[Exercise] Set down, word for word, the part of the records that runs from their first line through the line containing "0,214,450,299", with both ends included.
>> Start Input for this task
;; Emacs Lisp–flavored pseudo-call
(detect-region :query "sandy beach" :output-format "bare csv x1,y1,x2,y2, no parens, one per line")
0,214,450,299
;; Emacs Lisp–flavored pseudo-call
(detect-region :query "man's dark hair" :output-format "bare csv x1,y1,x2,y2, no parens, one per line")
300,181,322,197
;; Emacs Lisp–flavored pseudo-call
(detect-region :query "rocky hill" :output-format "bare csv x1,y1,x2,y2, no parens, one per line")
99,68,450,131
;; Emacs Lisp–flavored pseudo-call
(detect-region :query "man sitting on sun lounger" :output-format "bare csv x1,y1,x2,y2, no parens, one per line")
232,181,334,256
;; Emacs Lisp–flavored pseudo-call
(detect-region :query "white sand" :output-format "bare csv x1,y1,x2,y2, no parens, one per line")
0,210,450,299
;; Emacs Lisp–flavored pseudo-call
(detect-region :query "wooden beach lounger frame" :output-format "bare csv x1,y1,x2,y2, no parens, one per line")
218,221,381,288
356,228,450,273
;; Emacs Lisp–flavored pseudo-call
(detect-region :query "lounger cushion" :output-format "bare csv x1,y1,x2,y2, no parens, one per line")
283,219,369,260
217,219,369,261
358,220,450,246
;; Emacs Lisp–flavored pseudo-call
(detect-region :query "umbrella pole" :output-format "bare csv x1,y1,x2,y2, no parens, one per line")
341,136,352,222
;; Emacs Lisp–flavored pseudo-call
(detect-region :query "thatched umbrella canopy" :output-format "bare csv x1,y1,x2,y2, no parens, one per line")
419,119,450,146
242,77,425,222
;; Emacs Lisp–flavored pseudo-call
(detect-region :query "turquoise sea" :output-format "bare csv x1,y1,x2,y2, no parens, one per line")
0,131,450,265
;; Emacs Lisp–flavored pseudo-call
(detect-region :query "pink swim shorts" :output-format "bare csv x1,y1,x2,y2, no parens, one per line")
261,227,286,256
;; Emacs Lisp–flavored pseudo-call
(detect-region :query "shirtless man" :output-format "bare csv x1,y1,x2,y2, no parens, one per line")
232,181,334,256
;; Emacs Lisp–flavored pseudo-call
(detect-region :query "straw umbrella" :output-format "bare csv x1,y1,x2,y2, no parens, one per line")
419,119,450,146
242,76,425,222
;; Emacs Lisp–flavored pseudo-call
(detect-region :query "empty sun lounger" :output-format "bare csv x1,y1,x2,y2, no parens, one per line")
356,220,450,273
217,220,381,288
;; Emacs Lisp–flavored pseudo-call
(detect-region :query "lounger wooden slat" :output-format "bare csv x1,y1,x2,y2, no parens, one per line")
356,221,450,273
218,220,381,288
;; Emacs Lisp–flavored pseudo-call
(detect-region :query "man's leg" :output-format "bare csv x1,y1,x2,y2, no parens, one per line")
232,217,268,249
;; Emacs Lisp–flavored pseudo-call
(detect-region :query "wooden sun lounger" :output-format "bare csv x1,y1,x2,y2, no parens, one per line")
>> End Input for this task
[Complete response]
;; Emacs Lisp–flavored pseudo-call
(detect-region :query "sandy beach" :output-format "bare csv x1,y1,x2,y2, no parens, one per line")
0,214,450,299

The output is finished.